**The exercise**. Please rewrite the data below as a JSON list of strings, with one string per line and blank lines omitted. Leave the pictures out of the answer.

**Working data**.
— Begin —

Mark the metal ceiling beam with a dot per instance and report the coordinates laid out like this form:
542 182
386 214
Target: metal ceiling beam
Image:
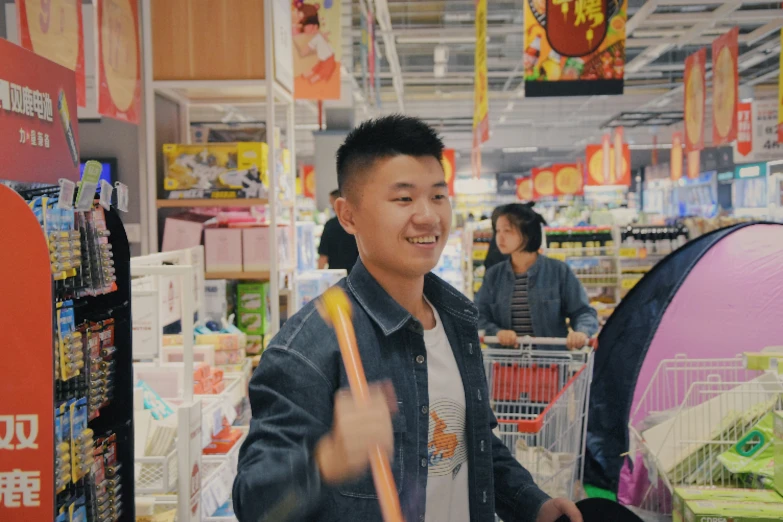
390 50
718 14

— End —

**Response to this exercise**.
[
  "Mark the metal ceiling beam with a dot per instance and report the coordinates laid out like this form:",
  "542 182",
  "386 214",
  "Target: metal ceiling beam",
  "Image:",
  "390 50",
  "718 14"
]